» **Exercise**: All of the records that follow need to be copied word for word, without the pictures.

» **Records shown**:

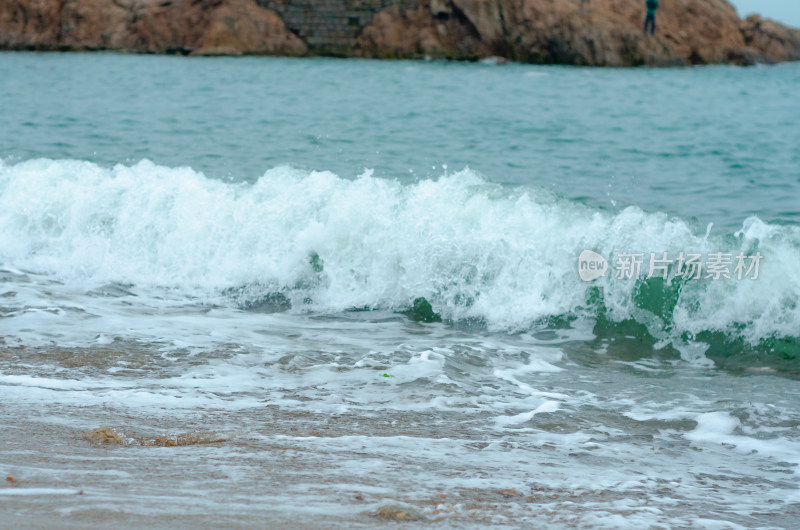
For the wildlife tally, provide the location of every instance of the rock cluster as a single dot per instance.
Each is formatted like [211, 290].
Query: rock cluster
[597, 32]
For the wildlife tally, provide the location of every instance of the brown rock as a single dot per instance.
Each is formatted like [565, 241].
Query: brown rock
[156, 26]
[539, 31]
[103, 436]
[396, 512]
[559, 31]
[770, 40]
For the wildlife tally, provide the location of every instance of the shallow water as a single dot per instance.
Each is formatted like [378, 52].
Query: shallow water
[251, 283]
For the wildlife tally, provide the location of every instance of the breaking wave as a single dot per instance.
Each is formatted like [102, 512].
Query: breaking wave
[312, 241]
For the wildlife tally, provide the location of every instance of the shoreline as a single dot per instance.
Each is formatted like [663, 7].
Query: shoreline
[537, 32]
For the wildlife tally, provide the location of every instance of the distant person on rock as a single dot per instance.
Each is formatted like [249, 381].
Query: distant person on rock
[650, 19]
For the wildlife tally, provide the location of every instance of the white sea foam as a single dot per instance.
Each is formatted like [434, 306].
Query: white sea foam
[474, 249]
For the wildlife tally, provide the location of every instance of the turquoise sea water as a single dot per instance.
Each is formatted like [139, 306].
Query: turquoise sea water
[717, 144]
[244, 248]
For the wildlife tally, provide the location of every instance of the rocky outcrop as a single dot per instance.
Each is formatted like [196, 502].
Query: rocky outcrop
[229, 27]
[597, 32]
[772, 41]
[607, 33]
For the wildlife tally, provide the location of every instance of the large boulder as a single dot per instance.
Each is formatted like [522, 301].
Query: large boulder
[228, 27]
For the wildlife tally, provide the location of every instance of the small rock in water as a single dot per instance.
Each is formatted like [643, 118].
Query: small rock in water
[398, 512]
[104, 435]
[422, 311]
[508, 493]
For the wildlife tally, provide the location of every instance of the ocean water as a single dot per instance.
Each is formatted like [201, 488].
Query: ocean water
[342, 285]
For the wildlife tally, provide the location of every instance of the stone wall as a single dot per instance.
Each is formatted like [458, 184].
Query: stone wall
[331, 27]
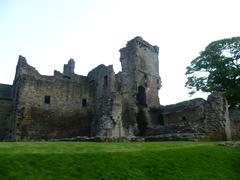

» **Response area**:
For the wildlife tally, provide the location of every instance of the rock cluster as a single dot per instance.
Each is formatted like [211, 290].
Query: rock cluster
[597, 32]
For the wildlife tally, provide the location of every instance of the brown rock as a single dot per instance.
Each is formatted like [565, 241].
Query: brown rock
[156, 26]
[539, 31]
[103, 436]
[396, 512]
[559, 31]
[770, 40]
For the wildlife tally, provide the location of every instance of the shallow water as a single dot per instance.
Each is formatted like [378, 52].
Query: shallow water
[251, 283]
For the wildlife tally, provide the location of every instance of the breaking wave as a single dot per instance.
Each is formatted like [102, 512].
Query: breaking wave
[312, 241]
For the wildlife tally, provide the location of every instance of the shoreline as a single dot per instance.
Each is formatted like [663, 7].
Query: shoreline
[537, 32]
For the wildlife tally, provide the location of every instance of the distant person on rock as a single dot per instance.
Each is formatted like [249, 381].
Query: distant person on rock
[650, 19]
For the wildlife tally, provide the location of every instance of the white sea foam as a single dot per instance.
Each is formatted like [434, 306].
Query: white sea foam
[474, 249]
For the wildlife tally, provide the location of every instance of the turquoise sea water as a single dot per instance.
Each is formatted like [139, 306].
Query: turquoise sea water
[717, 144]
[244, 248]
For the wildlife tally, provide the location of every instance of the rocky outcrop as a single dot per instance.
Each is formatted like [196, 502].
Query: rocky outcrop
[229, 27]
[597, 32]
[772, 41]
[607, 33]
For the wildlife tally, provide the location of every instance of the large boulder as a single dot per instance.
Each is formatted like [522, 301].
Query: large boulder
[228, 27]
For the wildlife tally, provide the location of every instance of the small rock in water as a single dot per instance.
Each is formatted like [643, 118].
Query: small rock in water
[398, 512]
[104, 435]
[422, 311]
[508, 493]
For the wildlife tally, provide the location of every instance of the ocean water as a single dot per instance.
Each is formatted like [201, 488].
Query: ocean water
[342, 285]
For the wildlife tally, provide the location of every instance of the stone wall as a single dot per instance.
Each is formatted like [458, 184].
Query: stone wall
[331, 27]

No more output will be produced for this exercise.